[Records contained in a dataset]

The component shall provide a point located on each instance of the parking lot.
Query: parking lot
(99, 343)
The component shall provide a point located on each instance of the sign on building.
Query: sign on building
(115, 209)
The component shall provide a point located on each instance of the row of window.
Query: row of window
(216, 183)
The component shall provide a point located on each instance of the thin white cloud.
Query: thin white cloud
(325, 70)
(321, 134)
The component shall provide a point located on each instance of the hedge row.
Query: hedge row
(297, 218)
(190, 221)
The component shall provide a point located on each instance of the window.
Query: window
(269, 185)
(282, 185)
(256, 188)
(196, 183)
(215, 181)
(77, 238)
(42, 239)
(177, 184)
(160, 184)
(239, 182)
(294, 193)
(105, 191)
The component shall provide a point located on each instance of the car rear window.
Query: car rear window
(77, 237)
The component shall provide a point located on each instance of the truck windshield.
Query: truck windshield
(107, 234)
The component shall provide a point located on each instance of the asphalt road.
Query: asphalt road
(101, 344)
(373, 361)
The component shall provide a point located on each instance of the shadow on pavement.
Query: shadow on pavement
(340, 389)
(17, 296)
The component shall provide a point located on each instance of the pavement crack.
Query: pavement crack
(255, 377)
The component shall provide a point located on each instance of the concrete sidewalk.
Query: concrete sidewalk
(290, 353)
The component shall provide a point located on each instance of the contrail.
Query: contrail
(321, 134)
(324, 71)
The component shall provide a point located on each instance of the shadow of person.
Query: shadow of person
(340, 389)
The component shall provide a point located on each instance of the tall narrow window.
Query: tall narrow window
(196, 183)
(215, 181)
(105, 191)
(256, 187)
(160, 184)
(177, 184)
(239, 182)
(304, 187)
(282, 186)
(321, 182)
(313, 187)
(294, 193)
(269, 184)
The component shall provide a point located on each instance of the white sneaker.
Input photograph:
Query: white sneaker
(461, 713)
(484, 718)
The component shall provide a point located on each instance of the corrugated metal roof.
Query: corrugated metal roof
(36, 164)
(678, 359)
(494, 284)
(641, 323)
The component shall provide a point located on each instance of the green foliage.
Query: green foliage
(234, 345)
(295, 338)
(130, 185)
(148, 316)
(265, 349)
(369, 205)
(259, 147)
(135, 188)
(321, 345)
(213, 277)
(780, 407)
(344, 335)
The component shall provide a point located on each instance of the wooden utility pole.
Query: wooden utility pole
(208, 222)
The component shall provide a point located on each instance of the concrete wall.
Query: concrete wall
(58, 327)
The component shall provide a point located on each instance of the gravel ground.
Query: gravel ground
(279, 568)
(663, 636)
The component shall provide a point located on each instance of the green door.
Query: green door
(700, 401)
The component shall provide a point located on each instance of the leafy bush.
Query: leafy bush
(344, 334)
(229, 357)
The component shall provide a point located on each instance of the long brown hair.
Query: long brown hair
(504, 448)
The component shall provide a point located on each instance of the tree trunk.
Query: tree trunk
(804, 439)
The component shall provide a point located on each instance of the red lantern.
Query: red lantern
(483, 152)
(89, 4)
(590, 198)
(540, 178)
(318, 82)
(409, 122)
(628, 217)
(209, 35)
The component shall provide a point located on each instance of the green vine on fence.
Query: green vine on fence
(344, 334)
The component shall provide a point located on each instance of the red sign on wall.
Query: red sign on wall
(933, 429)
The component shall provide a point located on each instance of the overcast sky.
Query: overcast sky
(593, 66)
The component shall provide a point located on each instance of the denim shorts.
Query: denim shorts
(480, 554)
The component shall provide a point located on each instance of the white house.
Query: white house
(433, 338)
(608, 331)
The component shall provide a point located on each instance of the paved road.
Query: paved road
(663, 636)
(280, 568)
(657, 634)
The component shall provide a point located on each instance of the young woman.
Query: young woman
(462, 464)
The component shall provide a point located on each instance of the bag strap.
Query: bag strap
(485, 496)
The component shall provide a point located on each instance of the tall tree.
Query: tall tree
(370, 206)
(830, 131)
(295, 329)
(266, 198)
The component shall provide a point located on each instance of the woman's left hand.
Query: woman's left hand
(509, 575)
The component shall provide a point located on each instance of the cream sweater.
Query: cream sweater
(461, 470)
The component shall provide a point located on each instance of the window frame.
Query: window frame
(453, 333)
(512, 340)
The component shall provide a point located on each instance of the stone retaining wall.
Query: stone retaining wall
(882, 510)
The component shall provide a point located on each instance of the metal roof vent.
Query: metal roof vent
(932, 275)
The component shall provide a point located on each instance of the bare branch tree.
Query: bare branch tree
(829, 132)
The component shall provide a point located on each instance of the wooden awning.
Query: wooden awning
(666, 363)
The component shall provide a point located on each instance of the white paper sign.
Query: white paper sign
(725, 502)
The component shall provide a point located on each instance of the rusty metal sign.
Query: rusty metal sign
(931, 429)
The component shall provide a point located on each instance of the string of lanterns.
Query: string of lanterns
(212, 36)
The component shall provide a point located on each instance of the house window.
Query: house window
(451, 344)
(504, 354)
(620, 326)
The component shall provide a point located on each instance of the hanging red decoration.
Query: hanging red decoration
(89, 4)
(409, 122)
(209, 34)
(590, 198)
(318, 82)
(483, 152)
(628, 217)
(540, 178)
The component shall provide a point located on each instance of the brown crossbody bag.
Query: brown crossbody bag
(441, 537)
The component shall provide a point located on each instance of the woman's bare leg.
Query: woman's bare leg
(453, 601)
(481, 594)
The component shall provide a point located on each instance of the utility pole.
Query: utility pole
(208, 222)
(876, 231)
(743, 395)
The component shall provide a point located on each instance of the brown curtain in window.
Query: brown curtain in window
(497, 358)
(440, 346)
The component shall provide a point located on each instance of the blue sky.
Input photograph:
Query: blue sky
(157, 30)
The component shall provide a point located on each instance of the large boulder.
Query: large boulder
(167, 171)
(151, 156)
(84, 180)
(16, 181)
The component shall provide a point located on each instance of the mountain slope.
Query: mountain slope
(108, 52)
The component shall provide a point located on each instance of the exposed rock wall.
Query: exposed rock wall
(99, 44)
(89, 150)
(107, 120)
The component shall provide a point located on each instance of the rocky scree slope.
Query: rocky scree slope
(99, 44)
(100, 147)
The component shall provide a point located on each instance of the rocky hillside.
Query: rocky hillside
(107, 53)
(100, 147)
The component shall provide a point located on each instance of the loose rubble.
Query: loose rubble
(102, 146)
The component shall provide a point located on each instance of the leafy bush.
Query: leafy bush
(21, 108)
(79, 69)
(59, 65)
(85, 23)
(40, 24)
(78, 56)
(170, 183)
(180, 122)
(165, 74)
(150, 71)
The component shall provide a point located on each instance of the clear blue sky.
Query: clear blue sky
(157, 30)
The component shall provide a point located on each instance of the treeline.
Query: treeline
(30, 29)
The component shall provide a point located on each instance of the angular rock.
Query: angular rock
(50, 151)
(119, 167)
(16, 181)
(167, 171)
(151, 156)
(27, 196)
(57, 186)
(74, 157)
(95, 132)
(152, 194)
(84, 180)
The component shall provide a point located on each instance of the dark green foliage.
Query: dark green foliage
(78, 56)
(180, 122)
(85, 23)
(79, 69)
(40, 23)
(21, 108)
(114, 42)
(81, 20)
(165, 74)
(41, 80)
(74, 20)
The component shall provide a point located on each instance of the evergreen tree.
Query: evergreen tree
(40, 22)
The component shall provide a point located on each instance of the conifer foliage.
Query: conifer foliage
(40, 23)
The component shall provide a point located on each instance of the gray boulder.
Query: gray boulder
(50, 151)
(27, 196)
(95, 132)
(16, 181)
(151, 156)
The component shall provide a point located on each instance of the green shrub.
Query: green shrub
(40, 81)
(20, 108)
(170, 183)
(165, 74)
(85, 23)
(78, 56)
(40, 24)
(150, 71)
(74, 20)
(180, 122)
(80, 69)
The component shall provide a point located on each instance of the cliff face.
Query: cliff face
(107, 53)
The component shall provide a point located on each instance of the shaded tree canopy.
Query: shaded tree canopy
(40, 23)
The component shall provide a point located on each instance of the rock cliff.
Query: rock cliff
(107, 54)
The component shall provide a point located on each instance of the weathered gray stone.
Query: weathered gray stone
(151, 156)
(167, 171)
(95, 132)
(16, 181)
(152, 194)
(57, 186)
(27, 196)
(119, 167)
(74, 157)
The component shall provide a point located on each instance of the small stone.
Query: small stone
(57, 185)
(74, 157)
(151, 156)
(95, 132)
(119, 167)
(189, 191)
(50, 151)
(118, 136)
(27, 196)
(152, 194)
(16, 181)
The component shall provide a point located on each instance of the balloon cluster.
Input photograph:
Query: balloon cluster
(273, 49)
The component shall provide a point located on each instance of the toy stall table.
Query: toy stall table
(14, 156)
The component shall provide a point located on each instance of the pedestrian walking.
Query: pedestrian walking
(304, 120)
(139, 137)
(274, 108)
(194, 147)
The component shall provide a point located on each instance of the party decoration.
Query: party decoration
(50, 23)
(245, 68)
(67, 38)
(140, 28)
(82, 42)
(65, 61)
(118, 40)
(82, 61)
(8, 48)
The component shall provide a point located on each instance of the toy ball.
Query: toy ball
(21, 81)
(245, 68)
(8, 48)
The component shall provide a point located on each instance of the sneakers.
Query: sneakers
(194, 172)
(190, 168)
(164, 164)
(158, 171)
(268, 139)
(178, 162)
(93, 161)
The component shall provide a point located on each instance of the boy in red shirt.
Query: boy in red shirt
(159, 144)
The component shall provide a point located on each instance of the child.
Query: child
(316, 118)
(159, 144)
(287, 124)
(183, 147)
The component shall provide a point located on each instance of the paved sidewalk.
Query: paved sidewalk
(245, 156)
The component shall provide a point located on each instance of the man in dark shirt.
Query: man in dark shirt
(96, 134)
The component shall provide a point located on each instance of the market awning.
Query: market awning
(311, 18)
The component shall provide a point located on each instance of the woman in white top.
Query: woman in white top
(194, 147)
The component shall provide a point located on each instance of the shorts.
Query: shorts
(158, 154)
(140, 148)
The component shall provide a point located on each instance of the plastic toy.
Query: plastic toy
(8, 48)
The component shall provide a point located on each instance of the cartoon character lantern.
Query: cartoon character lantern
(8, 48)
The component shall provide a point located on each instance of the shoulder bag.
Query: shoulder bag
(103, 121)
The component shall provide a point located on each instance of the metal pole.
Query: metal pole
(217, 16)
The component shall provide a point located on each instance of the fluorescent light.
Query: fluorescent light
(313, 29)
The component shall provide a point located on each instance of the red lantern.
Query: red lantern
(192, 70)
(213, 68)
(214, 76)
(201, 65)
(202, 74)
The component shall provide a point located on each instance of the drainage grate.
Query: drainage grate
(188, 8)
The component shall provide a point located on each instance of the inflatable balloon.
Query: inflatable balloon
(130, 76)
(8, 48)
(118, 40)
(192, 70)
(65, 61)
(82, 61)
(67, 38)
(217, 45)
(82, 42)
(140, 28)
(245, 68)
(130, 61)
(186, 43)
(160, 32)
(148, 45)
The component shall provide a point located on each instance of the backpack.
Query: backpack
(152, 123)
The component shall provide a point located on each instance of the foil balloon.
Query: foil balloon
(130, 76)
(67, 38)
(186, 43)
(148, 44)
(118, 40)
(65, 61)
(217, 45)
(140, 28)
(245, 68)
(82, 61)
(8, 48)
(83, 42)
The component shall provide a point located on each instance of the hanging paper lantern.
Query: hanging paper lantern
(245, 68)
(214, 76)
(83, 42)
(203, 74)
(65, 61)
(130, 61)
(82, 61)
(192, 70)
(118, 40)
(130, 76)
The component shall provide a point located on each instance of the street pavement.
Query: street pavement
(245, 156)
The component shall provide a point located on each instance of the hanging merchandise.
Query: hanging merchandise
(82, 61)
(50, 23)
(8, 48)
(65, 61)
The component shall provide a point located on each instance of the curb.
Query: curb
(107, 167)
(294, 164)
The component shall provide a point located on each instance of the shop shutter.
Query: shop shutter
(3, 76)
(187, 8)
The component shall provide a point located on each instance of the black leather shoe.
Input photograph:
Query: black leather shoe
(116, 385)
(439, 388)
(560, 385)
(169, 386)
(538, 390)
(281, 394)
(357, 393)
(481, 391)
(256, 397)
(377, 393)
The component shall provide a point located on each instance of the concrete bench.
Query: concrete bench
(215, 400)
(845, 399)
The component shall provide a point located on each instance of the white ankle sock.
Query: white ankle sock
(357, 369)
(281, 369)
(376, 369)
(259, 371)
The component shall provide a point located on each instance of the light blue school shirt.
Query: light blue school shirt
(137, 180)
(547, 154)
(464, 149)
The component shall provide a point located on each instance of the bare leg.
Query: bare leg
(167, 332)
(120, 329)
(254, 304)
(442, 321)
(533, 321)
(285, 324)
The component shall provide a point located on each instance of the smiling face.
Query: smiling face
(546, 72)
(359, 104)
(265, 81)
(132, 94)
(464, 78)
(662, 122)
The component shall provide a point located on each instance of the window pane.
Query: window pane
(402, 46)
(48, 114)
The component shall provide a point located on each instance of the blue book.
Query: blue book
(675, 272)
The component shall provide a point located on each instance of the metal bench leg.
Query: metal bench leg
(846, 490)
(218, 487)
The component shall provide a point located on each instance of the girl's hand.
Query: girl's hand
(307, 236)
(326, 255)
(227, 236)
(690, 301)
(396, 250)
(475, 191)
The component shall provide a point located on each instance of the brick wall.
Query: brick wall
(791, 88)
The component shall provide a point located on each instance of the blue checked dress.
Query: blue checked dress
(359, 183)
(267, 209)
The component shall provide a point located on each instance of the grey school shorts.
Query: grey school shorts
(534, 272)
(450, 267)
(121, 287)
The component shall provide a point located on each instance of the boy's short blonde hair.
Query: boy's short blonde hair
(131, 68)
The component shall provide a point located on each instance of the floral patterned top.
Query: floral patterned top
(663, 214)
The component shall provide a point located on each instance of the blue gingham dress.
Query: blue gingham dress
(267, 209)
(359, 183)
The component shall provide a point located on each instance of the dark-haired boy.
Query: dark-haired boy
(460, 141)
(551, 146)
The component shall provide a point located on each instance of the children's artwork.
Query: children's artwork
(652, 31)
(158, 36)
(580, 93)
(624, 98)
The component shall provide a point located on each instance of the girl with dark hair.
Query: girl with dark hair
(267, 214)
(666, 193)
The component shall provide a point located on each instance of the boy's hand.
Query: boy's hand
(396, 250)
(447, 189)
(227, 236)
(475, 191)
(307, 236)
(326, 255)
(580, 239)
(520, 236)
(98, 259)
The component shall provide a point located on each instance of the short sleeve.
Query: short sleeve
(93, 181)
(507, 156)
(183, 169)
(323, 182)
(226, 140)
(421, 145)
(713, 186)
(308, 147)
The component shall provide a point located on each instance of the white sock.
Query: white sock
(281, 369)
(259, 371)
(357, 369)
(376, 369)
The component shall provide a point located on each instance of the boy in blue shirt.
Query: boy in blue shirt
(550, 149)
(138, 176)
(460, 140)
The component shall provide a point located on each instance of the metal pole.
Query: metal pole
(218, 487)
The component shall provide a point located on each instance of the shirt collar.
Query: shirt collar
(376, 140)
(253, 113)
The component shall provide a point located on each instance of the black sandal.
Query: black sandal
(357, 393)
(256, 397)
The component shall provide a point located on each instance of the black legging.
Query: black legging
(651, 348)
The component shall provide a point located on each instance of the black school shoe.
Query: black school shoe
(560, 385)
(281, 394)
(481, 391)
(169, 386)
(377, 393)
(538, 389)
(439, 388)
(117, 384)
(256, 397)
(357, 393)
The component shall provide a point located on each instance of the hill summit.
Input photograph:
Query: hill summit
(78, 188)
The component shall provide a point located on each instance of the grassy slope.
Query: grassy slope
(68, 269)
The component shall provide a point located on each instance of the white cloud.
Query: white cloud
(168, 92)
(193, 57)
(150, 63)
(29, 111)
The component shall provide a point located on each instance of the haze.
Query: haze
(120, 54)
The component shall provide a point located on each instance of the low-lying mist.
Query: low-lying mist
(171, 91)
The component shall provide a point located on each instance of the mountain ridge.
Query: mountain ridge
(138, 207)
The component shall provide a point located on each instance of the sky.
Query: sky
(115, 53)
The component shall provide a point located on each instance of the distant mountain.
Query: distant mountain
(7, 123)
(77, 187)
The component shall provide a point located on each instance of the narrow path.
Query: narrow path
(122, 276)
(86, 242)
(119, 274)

— Exercise —
Return word for word the lines above from the line with "Query: angular rock" to the line with "the conifer foliage.", including both and leaving out all others.

— Answer section —
Query: angular rock
(50, 151)
(119, 167)
(16, 181)
(167, 171)
(151, 156)
(27, 196)
(57, 186)
(74, 157)
(95, 132)
(152, 194)
(84, 180)
The component shall provide a point located on each instance of the dark green foliage.
Query: dark green foliage
(78, 56)
(180, 122)
(85, 23)
(79, 69)
(40, 23)
(21, 108)
(114, 42)
(81, 20)
(165, 74)
(41, 80)
(74, 20)
The component shall provide a point located on each instance of the evergreen tree.
Query: evergreen tree
(40, 22)
The component shall provide a point located on each instance of the conifer foliage.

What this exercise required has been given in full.